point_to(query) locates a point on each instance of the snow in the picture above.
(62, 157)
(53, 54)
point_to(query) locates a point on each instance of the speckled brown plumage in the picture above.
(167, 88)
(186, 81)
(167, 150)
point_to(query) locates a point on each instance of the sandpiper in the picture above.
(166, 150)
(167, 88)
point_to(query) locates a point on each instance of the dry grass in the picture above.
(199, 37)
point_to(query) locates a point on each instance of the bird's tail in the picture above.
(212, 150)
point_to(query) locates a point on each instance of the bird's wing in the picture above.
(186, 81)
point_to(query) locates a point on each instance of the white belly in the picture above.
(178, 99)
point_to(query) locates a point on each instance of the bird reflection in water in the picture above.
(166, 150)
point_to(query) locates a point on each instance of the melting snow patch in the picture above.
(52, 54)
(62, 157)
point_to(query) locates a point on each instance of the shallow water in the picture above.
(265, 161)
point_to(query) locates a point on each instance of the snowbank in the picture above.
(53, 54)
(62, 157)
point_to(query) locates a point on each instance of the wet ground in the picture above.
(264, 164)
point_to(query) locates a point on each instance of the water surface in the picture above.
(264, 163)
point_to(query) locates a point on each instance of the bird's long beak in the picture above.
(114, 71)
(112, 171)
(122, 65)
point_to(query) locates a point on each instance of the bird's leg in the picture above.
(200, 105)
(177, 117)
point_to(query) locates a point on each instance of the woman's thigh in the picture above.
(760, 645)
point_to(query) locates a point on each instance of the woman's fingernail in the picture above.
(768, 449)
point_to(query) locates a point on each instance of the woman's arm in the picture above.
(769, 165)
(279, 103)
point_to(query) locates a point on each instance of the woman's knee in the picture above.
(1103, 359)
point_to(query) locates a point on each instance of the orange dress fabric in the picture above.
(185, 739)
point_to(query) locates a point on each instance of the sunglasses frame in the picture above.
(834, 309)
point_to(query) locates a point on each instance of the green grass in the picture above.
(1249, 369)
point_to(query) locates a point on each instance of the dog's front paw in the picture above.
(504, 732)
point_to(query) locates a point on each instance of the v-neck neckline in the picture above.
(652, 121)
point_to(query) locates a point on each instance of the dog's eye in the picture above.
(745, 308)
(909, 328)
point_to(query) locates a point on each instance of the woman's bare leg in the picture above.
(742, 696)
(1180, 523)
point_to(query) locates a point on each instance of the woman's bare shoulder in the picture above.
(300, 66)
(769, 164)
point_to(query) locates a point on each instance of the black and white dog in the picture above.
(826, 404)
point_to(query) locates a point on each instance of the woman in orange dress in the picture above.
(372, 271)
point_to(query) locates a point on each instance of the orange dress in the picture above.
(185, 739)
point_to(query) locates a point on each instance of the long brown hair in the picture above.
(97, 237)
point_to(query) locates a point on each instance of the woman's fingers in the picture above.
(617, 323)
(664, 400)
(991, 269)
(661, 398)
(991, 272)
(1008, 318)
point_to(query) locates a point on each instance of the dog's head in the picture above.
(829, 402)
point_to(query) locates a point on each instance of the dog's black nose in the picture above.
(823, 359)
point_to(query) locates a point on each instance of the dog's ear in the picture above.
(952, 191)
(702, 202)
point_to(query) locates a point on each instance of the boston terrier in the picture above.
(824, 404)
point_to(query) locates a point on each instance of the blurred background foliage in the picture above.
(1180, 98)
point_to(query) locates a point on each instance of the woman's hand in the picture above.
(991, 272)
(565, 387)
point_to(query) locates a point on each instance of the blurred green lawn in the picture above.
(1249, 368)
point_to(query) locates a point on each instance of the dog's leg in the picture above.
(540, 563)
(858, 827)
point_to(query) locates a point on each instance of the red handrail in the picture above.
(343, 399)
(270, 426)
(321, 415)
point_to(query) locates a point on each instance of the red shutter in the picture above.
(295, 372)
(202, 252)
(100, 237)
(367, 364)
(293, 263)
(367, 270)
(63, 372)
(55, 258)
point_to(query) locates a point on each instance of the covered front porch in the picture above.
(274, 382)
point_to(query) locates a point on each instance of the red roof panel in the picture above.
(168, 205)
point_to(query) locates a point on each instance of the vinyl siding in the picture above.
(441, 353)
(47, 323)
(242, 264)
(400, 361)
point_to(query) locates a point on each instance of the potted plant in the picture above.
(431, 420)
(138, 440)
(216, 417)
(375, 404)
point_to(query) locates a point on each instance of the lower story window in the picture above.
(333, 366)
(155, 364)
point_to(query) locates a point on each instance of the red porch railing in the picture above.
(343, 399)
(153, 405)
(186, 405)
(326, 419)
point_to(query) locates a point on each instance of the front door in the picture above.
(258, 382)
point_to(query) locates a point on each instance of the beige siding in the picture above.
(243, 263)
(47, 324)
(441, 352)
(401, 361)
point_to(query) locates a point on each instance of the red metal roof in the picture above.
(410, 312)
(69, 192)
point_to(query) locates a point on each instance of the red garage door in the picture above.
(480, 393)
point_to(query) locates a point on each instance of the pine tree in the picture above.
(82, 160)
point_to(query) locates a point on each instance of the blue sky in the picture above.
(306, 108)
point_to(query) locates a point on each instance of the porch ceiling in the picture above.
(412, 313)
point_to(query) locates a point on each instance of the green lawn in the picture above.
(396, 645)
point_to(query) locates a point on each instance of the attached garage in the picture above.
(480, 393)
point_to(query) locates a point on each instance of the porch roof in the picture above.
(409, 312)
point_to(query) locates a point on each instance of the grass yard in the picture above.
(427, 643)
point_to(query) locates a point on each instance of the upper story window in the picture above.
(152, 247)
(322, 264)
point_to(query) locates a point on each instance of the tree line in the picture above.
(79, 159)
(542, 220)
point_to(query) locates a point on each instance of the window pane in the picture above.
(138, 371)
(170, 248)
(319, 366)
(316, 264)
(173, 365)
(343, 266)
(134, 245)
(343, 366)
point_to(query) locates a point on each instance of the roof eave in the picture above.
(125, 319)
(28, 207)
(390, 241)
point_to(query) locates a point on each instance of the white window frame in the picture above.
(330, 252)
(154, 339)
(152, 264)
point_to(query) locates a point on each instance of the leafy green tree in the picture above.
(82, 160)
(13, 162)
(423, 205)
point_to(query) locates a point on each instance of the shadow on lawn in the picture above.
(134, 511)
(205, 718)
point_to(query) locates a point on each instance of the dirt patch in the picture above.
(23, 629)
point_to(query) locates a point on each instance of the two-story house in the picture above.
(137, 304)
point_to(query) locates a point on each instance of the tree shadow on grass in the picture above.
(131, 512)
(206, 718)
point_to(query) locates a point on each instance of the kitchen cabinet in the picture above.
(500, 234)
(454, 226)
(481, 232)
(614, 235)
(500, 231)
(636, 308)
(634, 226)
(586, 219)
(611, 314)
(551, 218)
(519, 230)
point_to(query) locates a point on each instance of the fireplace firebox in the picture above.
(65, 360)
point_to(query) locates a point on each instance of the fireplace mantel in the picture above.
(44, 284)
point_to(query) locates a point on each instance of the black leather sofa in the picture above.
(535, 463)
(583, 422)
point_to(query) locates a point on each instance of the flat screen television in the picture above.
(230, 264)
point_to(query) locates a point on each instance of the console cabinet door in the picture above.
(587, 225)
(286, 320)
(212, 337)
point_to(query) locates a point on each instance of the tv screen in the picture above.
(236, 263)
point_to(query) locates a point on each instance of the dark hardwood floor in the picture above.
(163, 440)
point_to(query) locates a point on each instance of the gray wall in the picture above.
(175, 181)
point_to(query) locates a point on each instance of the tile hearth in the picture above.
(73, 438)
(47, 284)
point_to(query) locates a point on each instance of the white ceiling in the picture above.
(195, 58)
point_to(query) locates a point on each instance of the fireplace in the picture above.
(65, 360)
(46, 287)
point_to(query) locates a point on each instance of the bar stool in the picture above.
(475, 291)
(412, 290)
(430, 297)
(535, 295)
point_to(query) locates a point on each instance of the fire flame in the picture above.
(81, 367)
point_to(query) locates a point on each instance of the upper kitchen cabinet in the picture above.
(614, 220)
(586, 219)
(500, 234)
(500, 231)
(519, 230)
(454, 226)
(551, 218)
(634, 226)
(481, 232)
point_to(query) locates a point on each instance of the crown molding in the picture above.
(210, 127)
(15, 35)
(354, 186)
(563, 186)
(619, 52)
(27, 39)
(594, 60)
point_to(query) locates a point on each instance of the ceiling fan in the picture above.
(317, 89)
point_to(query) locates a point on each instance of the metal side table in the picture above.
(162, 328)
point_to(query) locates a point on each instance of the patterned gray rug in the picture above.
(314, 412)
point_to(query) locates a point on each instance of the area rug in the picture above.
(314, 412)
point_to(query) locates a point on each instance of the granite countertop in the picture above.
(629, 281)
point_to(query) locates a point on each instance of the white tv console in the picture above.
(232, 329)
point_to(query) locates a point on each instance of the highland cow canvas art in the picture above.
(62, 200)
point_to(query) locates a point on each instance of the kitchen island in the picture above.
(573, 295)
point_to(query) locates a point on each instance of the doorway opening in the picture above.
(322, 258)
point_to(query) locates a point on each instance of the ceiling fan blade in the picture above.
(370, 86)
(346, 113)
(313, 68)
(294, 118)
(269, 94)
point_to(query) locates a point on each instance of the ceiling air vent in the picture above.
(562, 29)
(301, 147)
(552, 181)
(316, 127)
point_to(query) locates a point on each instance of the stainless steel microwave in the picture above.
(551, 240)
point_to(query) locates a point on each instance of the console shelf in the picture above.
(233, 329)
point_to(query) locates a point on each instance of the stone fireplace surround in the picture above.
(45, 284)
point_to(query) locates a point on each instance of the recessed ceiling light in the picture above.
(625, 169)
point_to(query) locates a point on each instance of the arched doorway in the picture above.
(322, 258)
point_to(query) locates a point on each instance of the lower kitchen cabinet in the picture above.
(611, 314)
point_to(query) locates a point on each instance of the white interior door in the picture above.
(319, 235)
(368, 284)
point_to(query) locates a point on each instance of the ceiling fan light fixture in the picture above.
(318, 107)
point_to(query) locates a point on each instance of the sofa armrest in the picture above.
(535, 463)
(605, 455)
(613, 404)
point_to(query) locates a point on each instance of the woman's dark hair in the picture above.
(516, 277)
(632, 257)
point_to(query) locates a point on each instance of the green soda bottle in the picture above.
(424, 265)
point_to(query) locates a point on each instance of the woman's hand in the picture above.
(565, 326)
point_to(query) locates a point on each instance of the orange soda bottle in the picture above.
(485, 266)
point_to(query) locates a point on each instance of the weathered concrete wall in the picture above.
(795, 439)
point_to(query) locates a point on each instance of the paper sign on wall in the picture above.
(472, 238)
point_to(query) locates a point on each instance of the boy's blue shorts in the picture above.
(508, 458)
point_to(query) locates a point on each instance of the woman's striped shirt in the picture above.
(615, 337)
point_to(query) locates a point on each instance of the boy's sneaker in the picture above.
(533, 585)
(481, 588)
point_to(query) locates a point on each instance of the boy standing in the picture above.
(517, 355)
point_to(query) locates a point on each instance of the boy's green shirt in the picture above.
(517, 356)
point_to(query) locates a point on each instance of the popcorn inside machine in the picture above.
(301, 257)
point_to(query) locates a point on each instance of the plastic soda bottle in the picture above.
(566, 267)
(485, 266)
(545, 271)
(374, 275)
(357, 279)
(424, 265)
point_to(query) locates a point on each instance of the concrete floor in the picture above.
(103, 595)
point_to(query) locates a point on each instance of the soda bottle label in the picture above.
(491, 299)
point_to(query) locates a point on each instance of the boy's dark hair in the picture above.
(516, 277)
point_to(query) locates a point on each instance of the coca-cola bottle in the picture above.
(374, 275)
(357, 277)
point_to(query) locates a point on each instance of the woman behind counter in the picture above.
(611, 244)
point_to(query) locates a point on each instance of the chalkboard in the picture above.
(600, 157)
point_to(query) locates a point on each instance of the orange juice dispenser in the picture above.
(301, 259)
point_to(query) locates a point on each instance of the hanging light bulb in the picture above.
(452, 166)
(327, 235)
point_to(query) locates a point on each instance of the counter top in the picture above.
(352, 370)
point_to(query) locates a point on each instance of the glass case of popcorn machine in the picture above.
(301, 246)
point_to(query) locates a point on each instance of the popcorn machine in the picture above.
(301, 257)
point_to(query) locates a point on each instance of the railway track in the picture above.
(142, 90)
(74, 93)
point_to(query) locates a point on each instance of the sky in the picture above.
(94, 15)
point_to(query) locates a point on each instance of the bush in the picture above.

*Problem requirements*
Beginning with the line containing "boy's dark hair in the picture above." and ending with the last line of the listing above, return every line exactly and nothing else.

*Output of the exercise*
point_to(query) locates a point on each instance of the boy's dark hair in the picture above.
(516, 277)
point_to(query) locates a point on each instance of the coca-cola bottle in the picture above.
(374, 275)
(357, 277)
point_to(query) locates a point on each instance of the woman behind counter in the picture above.
(611, 244)
point_to(query) locates a point on each instance of the chalkboard in the picture above.
(600, 157)
point_to(query) locates a point on each instance of the orange juice dispenser in the picture above.
(301, 259)
point_to(query) locates a point on each instance of the hanging light bulb in the picture above.
(452, 166)
(327, 235)
point_to(query) locates a point on each instance of the counter top in the picture above.
(352, 370)
point_to(query) locates a point on each instance of the glass case of popcorn machine in the picture above.
(301, 246)
point_to(query) locates a point on each instance of the popcorn machine in the picture above.
(301, 257)
point_to(query) locates a point on each instance of the railway track in the picture above.
(142, 90)
(74, 93)
point_to(query) locates a point on each instance of the sky in the picture above.
(94, 15)
point_to(query) locates a point on each instance of the bush in the picture above.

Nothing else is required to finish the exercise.